Friday, October 9, 2009

The Office: Niagara

When will I learn to just sit back and trust The Office? After pouring over the "heartbreak" seasons (2 and 3) of Jim and Pam for the previous post, I started to worry about how huge the episode really was. I dove for the remote every time a commercial came on for it, not watching to spoil a single image. NBC's relentless promotion of the wedding episode ruined my attempts to stay unspoiled, and they added to my worry. I'm not a huge fan of "Stress Relief," the post-Super Bowl episode that NBC made a big deal about last year. It just seemed like a completely different show, and I worried that there was pressure to change since the spotlight would be so bright.

Here we were at the wedding that had been in the making since Jim's first lovelorn look at Pam, and I worried that the episode earned by the dedicated fans would be sold out to the larger audience that might be peeking in. Again, I just need to learn to trust The Office.

Play...

0:01 - I'm always amazed when I pause after the cold open and see that it's only been a minute. They're able to pack so much in. Anyway, THANK GOD FOR ANDY BERNARD! The "Pam throwing up making everyone else throw up," cold open would've had me hiding behind the couch in fear if not for his face when Pam threw up. I may be a comedy snob, but it reeked of the same over-the-top, broadened out un-Officeness that permeated "Stress Relief," starting with a ridiculous cold open with Dwight's fire-drill. This was probably just as obnoxious, but Andy's my favorite character, so I got through it. Plus, I've been close enough to it to believe in chain-reaction vomiting like that. Also, Creed happily eating his noodles made complete sense, since his reaction to the stench of feces in "The Carpet" was to cheerfully inquire if someone was making soup.

0:02 - It was very Michael that he decorated his own car with cans and window paint. I'm not going to get on him about saying it was a big day for him though. I named him the #1 person we forget to thank for this wedding, so I'm giving him a pretty long leash for stuff like that.

0:05 - "Search engined" is a very odd phrase, even for Dwight. I had never really thought about it before. Of course, it's still more reasonable than "Binged." It's nice to see that's still Dwight's first instinct when he encounters a new name though.

0:09 - One of the many advantages of having such a strong ensemble was on show in the scenes of people driving up and checking in. Another show would probably need a bunch of wacky events to befall everyone, here the interactions were all that was needed. I don't know why, but Dwight's narration on the seduction CD he wanted Michael to use gets creepier every time I listen to it. Also, Michael not reserving a room was perfect. People seem to think he got confused about the "block of rooms" set-up at weddings. I say he just simply didn't know. How often do people have reservations in the movies? How often do they get turned away? What does Michael Scott seem to think life is like? I rest my case. Dwight's "dungeon wisdom test" was so smart character-wise. You know Dwight would be THRILLED to spend the night with Michael, except the weekend has been turned into the plot of a teen-sex romp by Michael's expectations. Michael calls Dwight's loyalty and friendship into question, so Dwight gives Michael a final chance to prove himself. Michael is undone by his own selfishness, and Dwight adheres to his moral code. See? All totally within character. Is that so hard HEROES?

▶ Information shown:
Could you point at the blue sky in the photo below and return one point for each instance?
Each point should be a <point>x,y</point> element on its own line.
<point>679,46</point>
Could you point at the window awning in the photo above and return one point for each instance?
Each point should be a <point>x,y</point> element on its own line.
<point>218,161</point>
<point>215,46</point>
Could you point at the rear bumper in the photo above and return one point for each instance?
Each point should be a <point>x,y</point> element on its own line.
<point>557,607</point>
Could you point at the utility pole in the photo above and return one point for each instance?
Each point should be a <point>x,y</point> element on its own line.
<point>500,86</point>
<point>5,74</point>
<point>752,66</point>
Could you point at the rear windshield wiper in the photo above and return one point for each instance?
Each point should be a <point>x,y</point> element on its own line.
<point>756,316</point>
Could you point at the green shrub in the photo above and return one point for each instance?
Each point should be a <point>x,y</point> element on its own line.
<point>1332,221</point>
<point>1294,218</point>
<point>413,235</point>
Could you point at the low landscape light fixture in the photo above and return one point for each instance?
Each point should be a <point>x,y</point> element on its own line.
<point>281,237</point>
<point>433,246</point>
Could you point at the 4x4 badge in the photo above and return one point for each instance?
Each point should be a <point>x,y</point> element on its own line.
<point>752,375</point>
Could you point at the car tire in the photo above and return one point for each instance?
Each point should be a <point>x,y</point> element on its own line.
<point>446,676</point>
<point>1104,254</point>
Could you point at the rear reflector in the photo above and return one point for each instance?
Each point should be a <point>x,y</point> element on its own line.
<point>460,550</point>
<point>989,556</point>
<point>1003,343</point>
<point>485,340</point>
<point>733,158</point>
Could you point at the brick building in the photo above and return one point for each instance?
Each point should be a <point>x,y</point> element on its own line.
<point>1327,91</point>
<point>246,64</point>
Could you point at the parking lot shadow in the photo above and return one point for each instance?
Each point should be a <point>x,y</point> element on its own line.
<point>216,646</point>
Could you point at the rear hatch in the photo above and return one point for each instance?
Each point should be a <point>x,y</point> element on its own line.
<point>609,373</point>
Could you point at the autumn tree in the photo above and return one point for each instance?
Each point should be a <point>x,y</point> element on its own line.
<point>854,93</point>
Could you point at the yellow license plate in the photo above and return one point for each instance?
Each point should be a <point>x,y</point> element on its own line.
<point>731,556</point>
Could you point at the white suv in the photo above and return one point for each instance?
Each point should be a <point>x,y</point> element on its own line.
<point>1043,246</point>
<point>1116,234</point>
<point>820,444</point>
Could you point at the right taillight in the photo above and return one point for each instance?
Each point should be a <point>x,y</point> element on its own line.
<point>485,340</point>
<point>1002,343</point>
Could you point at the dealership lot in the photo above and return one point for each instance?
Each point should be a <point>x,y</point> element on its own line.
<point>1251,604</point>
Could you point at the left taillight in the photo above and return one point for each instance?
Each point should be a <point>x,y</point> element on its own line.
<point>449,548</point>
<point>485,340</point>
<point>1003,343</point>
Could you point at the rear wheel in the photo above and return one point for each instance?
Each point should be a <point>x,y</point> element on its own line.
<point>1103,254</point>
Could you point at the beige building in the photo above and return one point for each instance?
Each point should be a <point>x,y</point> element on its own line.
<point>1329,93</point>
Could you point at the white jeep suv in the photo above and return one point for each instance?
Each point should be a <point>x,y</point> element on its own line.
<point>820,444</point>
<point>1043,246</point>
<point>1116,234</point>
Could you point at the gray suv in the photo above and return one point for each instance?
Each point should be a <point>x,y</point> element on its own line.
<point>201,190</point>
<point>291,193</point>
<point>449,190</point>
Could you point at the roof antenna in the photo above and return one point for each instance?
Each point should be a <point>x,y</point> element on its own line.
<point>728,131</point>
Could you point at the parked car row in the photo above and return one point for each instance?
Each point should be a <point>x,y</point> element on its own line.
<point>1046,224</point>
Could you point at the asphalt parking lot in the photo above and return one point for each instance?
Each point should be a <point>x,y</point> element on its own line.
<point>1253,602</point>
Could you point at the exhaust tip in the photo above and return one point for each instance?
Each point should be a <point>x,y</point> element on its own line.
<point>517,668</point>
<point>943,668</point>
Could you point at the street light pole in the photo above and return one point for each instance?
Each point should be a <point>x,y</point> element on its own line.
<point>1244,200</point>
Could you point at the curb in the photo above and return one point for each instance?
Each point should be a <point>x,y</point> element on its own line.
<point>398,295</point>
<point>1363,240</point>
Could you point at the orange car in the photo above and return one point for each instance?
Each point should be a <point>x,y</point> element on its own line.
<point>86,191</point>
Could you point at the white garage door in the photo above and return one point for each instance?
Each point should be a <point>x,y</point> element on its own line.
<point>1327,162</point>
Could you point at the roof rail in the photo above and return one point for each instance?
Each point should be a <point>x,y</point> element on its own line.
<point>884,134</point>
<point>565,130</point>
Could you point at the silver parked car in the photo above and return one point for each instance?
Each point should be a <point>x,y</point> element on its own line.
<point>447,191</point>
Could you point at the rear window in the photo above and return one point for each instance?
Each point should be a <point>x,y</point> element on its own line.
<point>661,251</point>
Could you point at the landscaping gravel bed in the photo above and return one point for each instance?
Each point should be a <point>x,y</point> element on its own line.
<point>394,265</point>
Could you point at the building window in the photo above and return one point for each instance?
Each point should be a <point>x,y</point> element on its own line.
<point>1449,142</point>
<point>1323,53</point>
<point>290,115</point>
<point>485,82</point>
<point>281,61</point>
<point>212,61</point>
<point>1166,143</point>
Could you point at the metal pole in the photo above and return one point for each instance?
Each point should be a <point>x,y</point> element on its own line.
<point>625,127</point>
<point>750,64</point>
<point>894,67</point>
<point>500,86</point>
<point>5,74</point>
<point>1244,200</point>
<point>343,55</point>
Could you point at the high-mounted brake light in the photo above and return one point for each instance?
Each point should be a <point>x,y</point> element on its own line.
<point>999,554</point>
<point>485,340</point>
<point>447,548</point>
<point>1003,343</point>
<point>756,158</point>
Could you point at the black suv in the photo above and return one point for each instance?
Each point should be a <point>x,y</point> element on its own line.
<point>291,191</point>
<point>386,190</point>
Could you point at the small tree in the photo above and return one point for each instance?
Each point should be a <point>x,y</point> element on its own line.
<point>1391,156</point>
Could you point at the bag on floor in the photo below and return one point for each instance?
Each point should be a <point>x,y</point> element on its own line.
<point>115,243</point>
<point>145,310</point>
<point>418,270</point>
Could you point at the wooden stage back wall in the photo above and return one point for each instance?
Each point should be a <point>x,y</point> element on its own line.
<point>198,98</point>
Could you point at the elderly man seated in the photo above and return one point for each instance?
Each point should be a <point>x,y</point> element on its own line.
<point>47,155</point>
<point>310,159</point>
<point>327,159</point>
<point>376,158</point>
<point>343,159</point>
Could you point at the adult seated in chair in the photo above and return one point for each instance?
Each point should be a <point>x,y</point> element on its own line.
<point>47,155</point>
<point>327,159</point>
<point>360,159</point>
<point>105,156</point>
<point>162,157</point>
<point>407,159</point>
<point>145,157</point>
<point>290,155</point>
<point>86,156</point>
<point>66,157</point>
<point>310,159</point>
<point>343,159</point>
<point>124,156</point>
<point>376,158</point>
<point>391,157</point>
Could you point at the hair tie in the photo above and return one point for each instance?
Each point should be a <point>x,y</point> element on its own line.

▶ What this exercise asks:
- 1) Answer these questions from the review of The Office episode "Niagara."
(a) Which post-Super Bowl episode from the previous year does the writer say they are not a huge fan of?
(b) What is Creed doing in the cold open, according to the 0:01 note?
(c) What phrase of Dwight's does the writer call "very odd" at 0:05?
- 2) Go on with the review of The Office episode "Niagara," picking up right after its final sentence.

▶ Answers per task:
- 1)
(a) "Stress Relief"
(b) Happily eating his noodles.
(c) "Search engined"

- 2)
0:14 - Easily lost in Dwight's parable to the children about why he didn't get promoted instead of Jim is the fact that he's seated at the kid's table. Nice to see that with all the craziness of planning a wedding Jim and Pam remembered to play a prank on Dwight.
0:15 - I loved Kevin's pained, "Oscar, I would be proud to date you," after Oscar's intense reaction to Pam's sister assuming Kevin was his date. Shouldn't have expected too much from a charter member of the Finer Things Club.
0:15 - Also, this one was a HUGE surprise to me. I loved Meredith busting Ryan's chops as he used his past as the company's youngest VP to pick up women. It's not that I've disliked Meredith as a character, she just seemed flat most of the time. Bustin' chops though? That I can get behind.
0:15 - Poor Andy finding out that Kevin switched seats with Erin. Kind of nice that Jim and Pam would seat them next to each other though. Couldn't have been an oversight.
0:16 - Bah, I guess Dwight was seated at an adult table. Can we just pretend that he traded seats? I'd nominate Creed, that would make sense.
0:16 - And Jim's douchebag brothers make a return appearance! I love how when Michael gets mad and jealous he becomes extremely professional all of a sudden. Like how he found the brother's material "inappropriate" when he'd have probably said even worse.

0:17 - My favorite part of Michael's freestyle stand-up? The fact that he closed his eyes to focus on remembering it.
0:18 - I am going to jump in here for a second to comment on Jim's speech. I thought it was nice, and summed up the story arc of their relationship pretty well, and that it was probably the type of straightforward schmoltz that a lot of people were worried the episode would be...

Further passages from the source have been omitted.